● **Exercise instructions**
(A) According to the RFC 4762 excerpt on VPLS, what topology is defined for a VPLS for the sake of simplicity?
(B) Give every numbered section heading that appears in the RFC 4762 excerpt on VPLS, along with its number.
(C) Carry the RFC 4762 excerpt on VPLS forward, starting after its final sentence.

Lasserre & Kompella Standards Track [Page 5] RFC 4762 Virtual Private LAN Service over LDP January 2007

 The PE is typically an edge router capable of running the LDP
 signaling protocol and/or routing protocols to set up PWs.  In
 addition, it is capable of setting up transport tunnels to other PEs
 and delivering traffic over PWs.

4.1. Flooding and Forwarding

 One of attributes of an Ethernet service is that frames sent to
 broadcast addresses and to unknown destination MAC addresses are
 flooded to all ports.  To achieve flooding within the service
 provider network, all unknown unicast, broadcast and multicast frames
 are flooded over the corresponding PWs to all PE nodes participating
 in the VPLS, as well as to all ACs.
 Note that multicast frames are a special case and do not necessarily
 have to be sent to all VPN members.  For simplicity, the default
 approach of broadcasting multicast frames is used.
 To forward a frame, a PE MUST be able to associate a destination MAC
 address with a PW.  It is unreasonable and perhaps impossible to
 require that PEs statically configure an association of every
 possible destination MAC address with a PW.  Therefore, VPLS-capable
 PEs SHOULD have the capability to dynamically learn MAC addresses on
 both ACs and PWs and to forward and replicate packets across both ACs
 and PWs.

4.2. Address Learning

 Unlike BGP VPNs [RFC4364], reachability information is not advertised
 and distributed via a control plane.  Reachability is obtained by
 standard learning bridge functions in the data plane.
 When a packet arrives on a PW, if the source MAC address is unknown,
 it needs to be associated with the PW, so that outbound packets to
 that MAC address can be delivered over the associated PW.  Likewise,
 when a packet arrives on an AC, if the source MAC address is unknown,
 it needs to be associated with the AC, so that outbound packets to
 that MAC address can be delivered over the associated AC.
 Standard learning, filtering, and forwarding actions, as defined in
 [802.1D-ORIG], [802.1D-REV], and [802.1Q], are required when a PW or
 AC state changes.

Lasserre & Kompella Standards Track [Page 6] RFC 4762 Virtual Private LAN Service over LDP January 2007

4.3. Tunnel Topology

 PE routers are assumed to have the capability to establish transport
 tunnels.  Tunnels are set up between PEs to aggregate traffic.  PWs
 are signaled to demultiplex encapsulated Ethernet frames from
 multiple VPLS instances that traverse the transport tunnels.
 In an Ethernet L2VPN, it becomes the responsibility of the service
 provider to create the loop-free topology.  For the sake of
 simplicity, we define that the topology of a VPLS is a full mesh of
 PWs.

4.4. Loop free VPLS

 If the topology of the VPLS is not restricted to a full mesh, then it
 may be that for two PEs not directly connected via PWs, they would
 have to use an intermediary PE to relay packets.  This topology would
 require the use of some loop-breaking protocol, like a spanning tree
 protocol.

● **Information supplied**
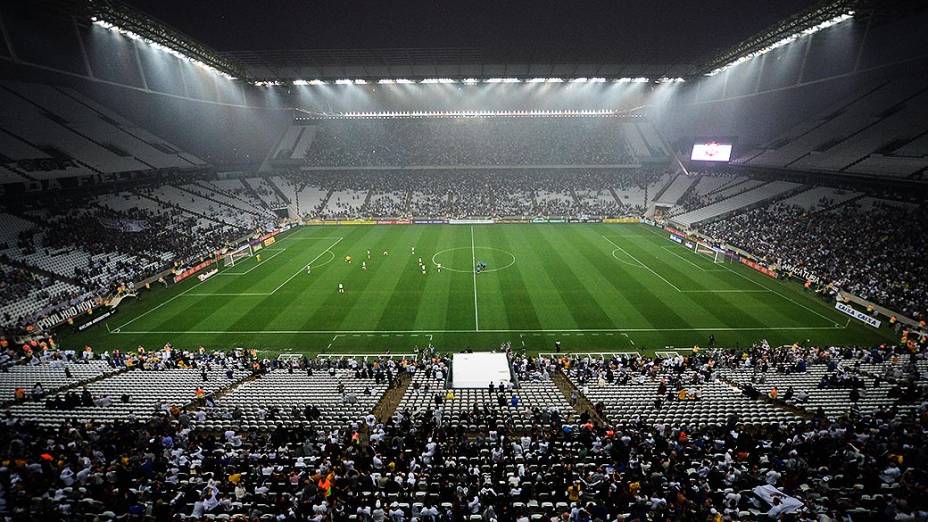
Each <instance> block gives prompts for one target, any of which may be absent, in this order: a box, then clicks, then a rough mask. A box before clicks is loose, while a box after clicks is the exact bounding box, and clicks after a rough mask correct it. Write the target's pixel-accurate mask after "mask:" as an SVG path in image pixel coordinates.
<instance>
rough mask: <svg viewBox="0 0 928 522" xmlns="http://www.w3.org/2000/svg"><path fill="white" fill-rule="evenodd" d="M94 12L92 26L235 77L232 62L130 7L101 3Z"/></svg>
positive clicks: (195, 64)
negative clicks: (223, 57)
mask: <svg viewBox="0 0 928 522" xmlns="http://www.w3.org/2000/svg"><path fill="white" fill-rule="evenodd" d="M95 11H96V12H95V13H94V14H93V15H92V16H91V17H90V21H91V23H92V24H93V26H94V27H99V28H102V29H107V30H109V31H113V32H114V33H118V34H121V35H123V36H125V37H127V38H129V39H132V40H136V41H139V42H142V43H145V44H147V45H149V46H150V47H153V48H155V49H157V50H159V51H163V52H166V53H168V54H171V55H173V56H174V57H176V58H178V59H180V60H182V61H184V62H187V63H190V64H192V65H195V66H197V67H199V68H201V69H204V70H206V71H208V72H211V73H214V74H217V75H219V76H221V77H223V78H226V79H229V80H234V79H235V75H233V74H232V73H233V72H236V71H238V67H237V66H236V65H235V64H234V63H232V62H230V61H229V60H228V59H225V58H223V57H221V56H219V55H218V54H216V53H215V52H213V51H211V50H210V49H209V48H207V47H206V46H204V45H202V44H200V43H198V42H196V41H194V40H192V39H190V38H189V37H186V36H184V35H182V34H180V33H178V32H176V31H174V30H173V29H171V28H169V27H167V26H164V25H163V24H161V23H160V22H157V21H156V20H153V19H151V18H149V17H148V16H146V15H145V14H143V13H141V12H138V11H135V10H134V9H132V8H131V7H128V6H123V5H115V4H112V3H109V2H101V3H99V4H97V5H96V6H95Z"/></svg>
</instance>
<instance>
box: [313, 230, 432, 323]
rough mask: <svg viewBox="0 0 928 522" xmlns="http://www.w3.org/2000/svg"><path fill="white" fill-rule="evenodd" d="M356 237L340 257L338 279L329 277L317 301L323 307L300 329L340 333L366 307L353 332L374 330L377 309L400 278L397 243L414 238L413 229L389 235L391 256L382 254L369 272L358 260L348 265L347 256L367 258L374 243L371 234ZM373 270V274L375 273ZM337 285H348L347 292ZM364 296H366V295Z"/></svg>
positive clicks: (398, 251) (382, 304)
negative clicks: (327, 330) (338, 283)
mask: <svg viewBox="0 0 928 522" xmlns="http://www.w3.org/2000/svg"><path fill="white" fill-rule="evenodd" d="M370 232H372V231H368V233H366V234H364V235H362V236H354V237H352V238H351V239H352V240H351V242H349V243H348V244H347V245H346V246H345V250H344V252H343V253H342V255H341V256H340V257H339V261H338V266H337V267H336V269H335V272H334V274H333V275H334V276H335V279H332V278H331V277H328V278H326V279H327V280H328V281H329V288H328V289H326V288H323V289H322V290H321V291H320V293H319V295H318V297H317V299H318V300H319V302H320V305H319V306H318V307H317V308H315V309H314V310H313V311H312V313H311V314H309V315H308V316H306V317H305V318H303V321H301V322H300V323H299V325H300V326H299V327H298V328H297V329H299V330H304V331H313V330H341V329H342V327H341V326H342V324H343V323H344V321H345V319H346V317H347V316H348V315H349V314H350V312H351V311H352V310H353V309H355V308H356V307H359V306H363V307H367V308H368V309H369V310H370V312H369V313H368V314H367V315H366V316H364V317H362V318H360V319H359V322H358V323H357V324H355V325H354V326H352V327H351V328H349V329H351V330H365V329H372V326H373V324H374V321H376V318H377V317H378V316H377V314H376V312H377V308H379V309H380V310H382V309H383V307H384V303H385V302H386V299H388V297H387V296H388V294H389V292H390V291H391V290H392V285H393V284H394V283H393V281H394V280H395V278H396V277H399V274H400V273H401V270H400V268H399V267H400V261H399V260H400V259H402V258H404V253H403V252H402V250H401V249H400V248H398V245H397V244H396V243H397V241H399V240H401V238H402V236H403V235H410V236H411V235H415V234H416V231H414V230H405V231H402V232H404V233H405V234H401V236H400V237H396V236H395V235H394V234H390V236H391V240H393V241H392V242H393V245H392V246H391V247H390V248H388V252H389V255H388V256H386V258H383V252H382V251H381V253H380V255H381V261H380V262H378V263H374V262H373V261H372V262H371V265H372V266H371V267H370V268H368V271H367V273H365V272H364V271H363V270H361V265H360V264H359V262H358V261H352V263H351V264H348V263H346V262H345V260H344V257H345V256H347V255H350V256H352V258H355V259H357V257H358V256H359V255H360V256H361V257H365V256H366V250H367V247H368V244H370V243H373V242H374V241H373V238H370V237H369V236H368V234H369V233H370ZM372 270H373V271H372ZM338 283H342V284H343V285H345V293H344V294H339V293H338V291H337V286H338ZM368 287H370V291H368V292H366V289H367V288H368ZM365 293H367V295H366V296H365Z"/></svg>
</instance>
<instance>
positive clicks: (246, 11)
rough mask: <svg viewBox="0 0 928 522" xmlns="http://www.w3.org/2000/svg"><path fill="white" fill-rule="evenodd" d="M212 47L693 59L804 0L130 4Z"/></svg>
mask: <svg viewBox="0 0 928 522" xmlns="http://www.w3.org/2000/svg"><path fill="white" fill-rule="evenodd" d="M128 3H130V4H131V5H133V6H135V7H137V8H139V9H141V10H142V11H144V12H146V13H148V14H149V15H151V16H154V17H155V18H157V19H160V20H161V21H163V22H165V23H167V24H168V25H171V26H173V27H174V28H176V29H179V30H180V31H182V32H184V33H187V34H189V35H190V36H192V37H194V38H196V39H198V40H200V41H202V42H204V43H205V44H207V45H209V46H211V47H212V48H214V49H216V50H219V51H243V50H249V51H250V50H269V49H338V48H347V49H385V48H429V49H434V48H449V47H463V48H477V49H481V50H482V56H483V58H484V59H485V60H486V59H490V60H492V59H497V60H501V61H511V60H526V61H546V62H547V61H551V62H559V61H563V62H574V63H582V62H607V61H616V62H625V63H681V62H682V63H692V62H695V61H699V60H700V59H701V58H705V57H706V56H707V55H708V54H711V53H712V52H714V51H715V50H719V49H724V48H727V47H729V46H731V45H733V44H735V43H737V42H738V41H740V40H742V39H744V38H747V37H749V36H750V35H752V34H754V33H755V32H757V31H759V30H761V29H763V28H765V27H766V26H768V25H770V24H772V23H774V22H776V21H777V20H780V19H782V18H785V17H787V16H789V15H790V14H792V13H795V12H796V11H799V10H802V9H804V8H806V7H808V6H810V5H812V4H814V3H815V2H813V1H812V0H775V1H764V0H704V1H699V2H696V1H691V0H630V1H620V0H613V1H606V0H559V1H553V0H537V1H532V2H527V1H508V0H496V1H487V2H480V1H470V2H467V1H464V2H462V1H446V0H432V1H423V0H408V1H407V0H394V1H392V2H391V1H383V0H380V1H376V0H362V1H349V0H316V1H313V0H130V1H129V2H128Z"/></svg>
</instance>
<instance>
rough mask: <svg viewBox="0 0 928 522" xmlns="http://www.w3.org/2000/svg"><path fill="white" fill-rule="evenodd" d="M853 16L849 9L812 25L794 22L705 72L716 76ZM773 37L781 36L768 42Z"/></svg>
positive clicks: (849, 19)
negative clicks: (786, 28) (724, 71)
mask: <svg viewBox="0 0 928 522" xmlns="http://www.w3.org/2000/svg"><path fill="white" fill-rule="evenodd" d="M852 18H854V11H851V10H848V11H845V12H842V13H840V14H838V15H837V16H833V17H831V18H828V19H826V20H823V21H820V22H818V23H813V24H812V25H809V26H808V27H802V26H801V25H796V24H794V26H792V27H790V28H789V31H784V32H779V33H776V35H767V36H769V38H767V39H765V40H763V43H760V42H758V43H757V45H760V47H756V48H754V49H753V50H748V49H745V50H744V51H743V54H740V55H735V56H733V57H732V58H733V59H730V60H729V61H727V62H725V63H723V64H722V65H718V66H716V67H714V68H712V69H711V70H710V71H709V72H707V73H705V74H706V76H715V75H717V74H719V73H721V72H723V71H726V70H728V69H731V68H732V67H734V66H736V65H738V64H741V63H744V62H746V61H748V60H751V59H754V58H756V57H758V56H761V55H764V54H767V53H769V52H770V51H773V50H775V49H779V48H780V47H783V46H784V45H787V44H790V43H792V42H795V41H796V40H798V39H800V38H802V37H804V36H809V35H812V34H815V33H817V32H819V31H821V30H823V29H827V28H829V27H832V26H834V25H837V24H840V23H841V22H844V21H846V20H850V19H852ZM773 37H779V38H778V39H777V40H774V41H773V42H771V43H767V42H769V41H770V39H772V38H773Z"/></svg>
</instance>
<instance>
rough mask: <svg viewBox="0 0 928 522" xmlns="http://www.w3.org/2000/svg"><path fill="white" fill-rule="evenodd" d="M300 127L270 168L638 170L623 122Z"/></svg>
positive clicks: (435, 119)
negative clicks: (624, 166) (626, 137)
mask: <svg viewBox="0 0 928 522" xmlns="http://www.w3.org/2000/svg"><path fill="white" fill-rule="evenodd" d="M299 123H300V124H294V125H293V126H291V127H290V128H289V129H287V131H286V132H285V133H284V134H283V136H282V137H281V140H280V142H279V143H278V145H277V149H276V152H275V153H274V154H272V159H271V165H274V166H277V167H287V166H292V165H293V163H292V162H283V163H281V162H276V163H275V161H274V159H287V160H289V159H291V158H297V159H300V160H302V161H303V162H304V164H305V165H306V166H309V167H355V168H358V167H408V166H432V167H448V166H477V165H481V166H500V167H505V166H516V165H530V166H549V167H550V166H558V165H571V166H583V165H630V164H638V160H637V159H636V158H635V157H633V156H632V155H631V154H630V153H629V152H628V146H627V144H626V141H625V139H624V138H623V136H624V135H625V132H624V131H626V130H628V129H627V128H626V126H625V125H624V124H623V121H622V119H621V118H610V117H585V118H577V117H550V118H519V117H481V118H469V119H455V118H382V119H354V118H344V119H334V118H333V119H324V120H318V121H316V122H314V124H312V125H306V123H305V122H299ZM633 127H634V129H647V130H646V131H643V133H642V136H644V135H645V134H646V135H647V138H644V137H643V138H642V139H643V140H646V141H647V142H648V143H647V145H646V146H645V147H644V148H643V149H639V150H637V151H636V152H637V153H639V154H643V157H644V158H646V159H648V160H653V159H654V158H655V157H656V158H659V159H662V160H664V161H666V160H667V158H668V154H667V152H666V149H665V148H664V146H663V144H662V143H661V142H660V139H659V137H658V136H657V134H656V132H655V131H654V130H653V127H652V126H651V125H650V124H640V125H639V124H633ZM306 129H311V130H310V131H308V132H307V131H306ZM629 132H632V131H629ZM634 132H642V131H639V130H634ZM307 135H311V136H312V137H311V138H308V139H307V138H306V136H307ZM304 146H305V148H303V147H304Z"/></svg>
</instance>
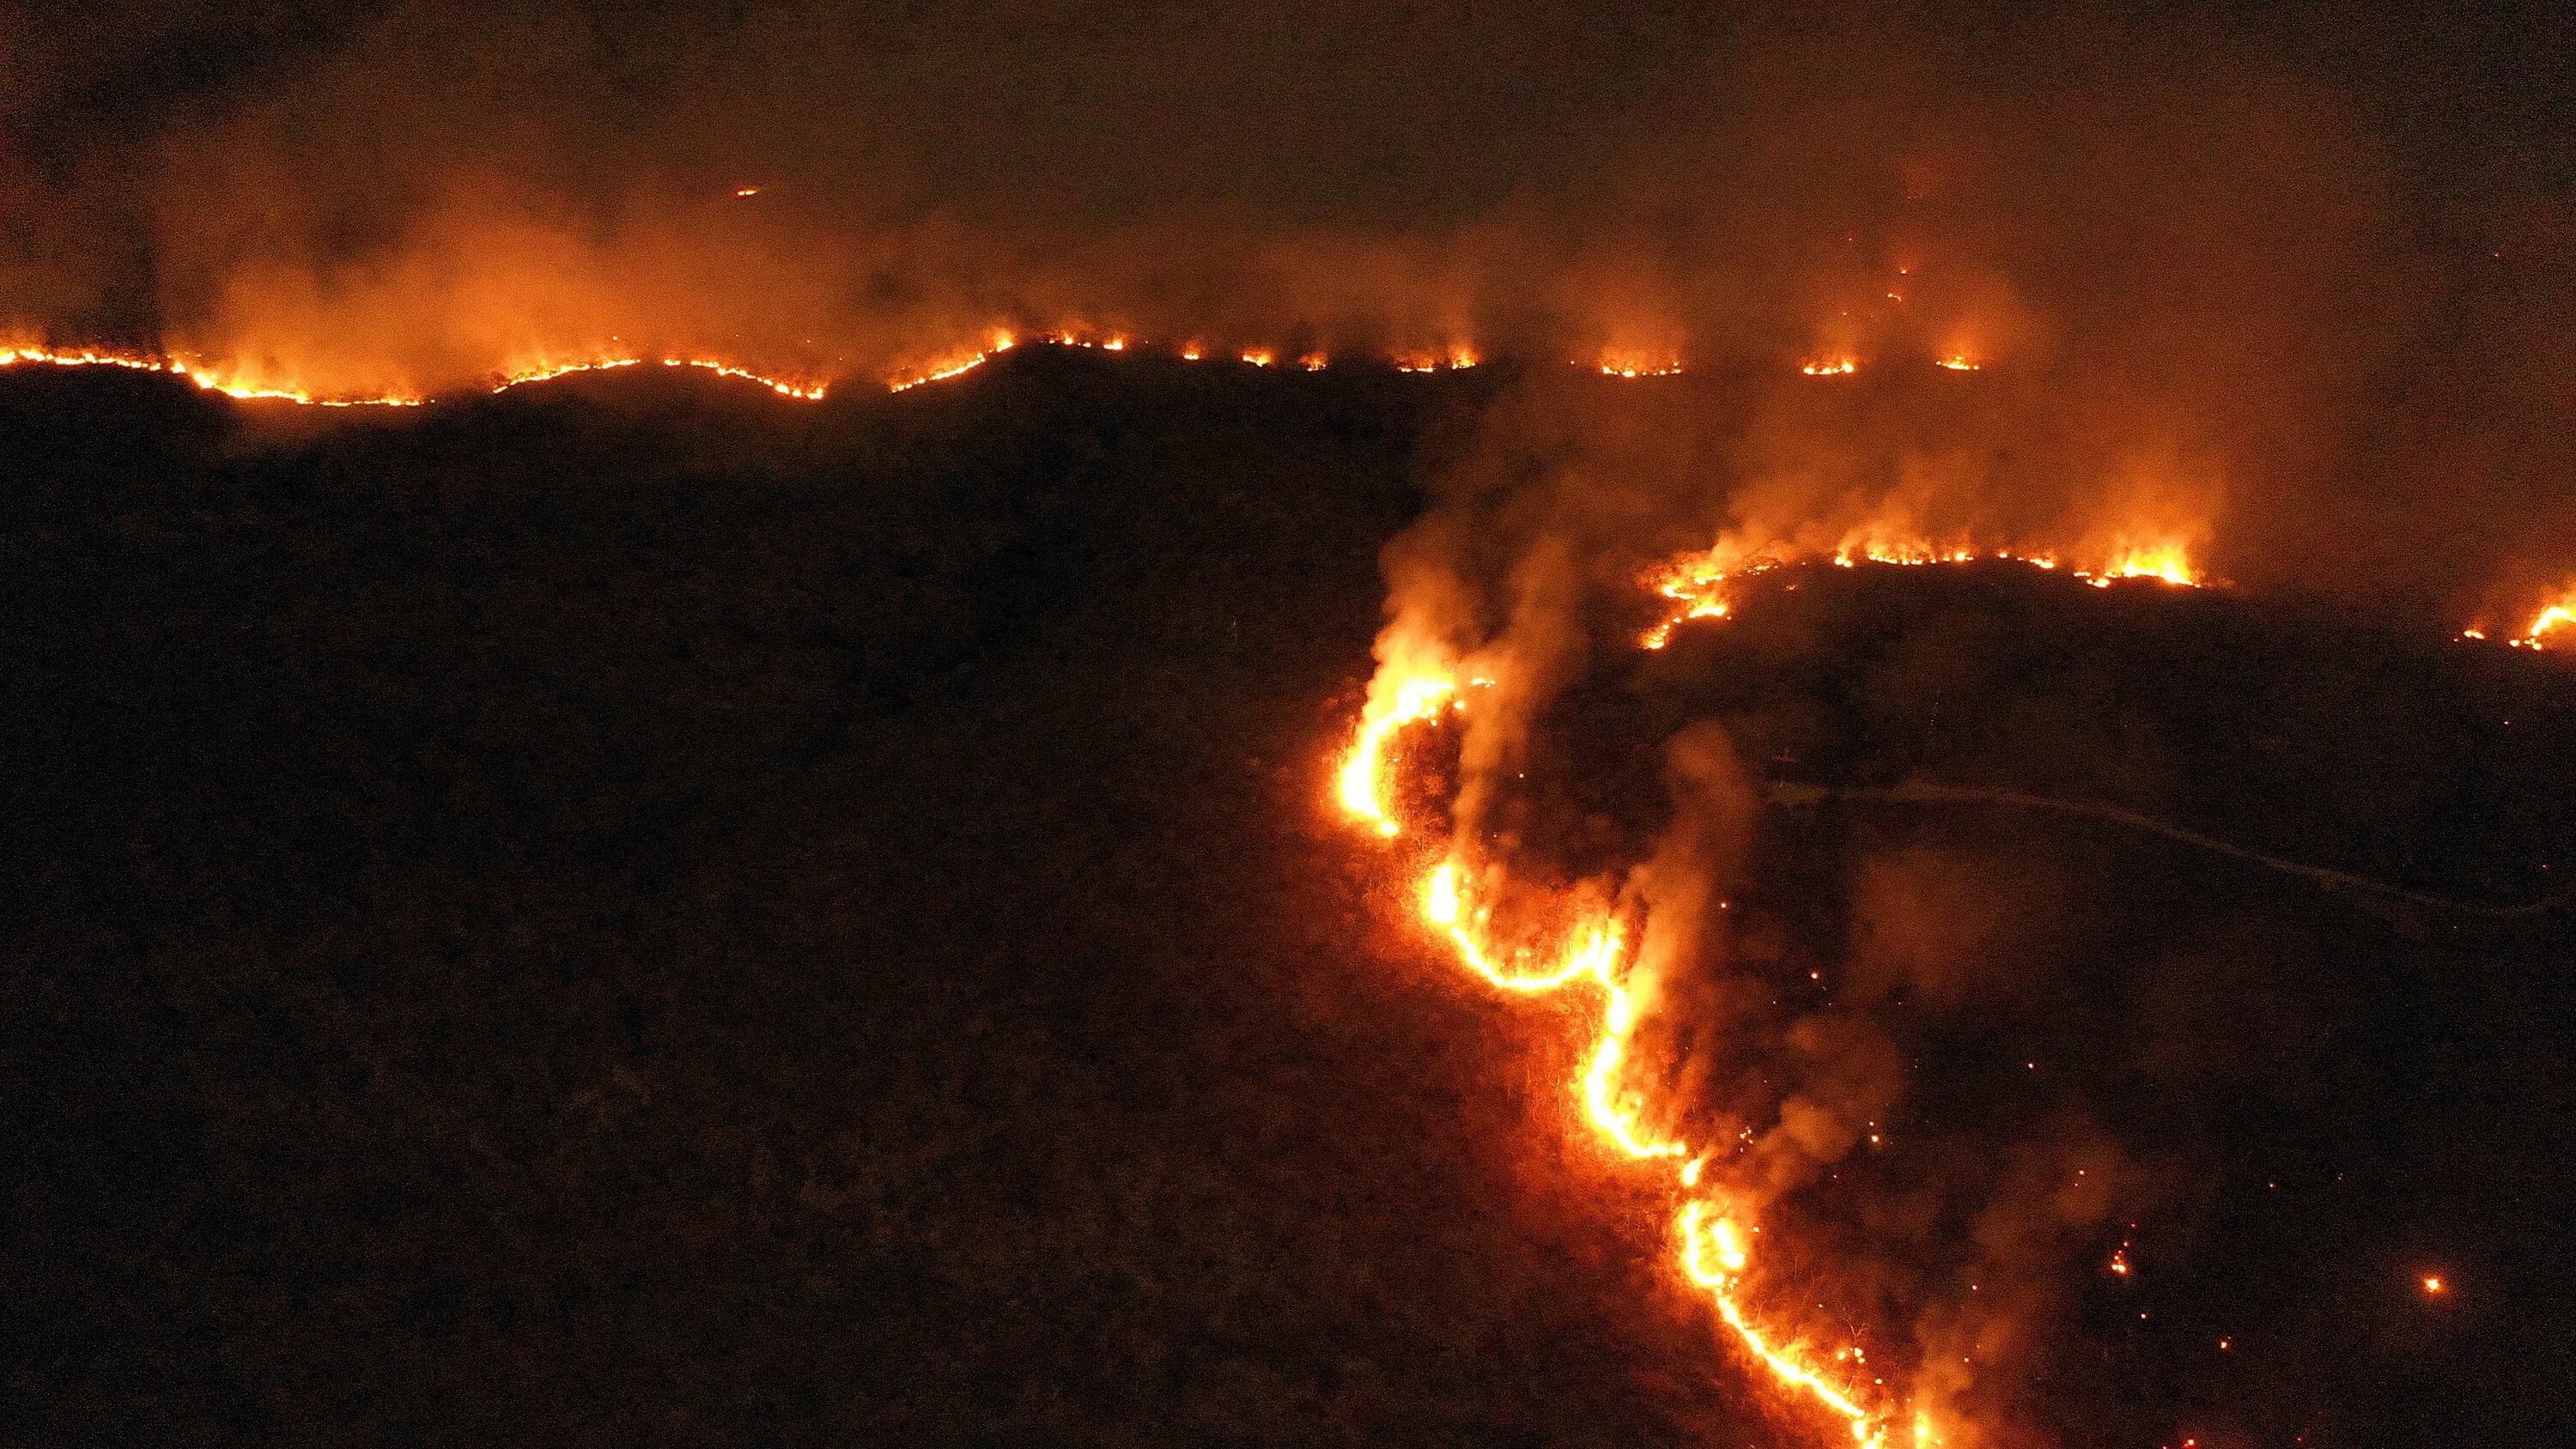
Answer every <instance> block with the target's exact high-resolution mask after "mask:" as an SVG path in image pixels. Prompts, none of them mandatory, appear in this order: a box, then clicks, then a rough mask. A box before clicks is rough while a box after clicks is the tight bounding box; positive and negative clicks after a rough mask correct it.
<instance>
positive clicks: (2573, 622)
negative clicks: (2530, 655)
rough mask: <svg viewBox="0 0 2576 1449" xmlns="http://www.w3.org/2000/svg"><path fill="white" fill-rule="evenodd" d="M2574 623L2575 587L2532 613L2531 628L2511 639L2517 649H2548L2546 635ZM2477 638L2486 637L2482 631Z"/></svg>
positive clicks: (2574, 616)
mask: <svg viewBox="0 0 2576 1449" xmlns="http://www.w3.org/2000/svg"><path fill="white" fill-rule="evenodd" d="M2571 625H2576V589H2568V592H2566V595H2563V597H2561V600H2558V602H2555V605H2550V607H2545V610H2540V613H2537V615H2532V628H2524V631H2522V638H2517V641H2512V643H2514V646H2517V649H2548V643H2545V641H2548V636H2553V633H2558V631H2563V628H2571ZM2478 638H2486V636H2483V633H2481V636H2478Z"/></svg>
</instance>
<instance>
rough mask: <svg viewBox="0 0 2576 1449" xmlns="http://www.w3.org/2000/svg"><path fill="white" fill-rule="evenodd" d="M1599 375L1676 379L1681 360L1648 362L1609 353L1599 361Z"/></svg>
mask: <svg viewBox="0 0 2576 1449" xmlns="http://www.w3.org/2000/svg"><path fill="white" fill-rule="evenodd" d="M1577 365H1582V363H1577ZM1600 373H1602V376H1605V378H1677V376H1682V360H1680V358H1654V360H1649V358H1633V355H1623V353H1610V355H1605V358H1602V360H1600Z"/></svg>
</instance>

● **Answers by item number**
(A) A full mesh of PWs.

(B)
4.1. Flooding and Forwarding
4.2. Address Learning
4.3. Tunnel Topology
4.4. Loop free VPLS

(C)
 Instead, a full mesh of PWs is established between PEs.  Since every
 PE is now directly connected to every other PE in the VPLS via a PW,
 there is no longer any need to relay packets, and we can instantiate
 a simpler loop-breaking rule: the "split horizon" rule, whereby a PE
 MUST NOT forward traffic from one PW to another in the same VPLS
 mesh.
 Note that customers are allowed to run a Spanning Tree Protocol (STP)
 (e.g., as defined in [802.1D-REV]), such as when a customer has "back
 door" links used to provide redundancy in the case of a failure
 within the VPLS.  In such a case, STP Bridge PDUs (BPDUs) are simply
 tunneled through the provider cloud.

5. Discovery

 The capability to manually configure the addresses of the remote PEs
 is REQUIRED.  However, the use of manual configuration is not
 necessary if an auto-discovery procedure is used.  A number of auto-
 discovery procedures are compatible with this document
 ([RADIUS-DISC], [BGP-DISC]).

6. Control Plane

 This document describes the control plane functions of signaling of
 PW labels.  Some foundational work in the area of support for multi-
 homing is laid.  The extensions to provide multi-homing support
 should work independently of the basic VPLS operation, and they are
 not described here.

Lasserre & Kompella Standards Track [Page 7] RFC 4762 Virtual Private LAN Service over LDP January 2007

6.1. LDP-Based Signaling of Demultiplexers

 A full mesh of LDP sessions is used to establish the mesh of PWs.
 The requirement for a full mesh of PWs may result in a large number
 of targeted LDP sessions.  Section 10 discusses the option of setting
 up hierarchical topologies in order to minimize the size of the VPLS
 full mesh.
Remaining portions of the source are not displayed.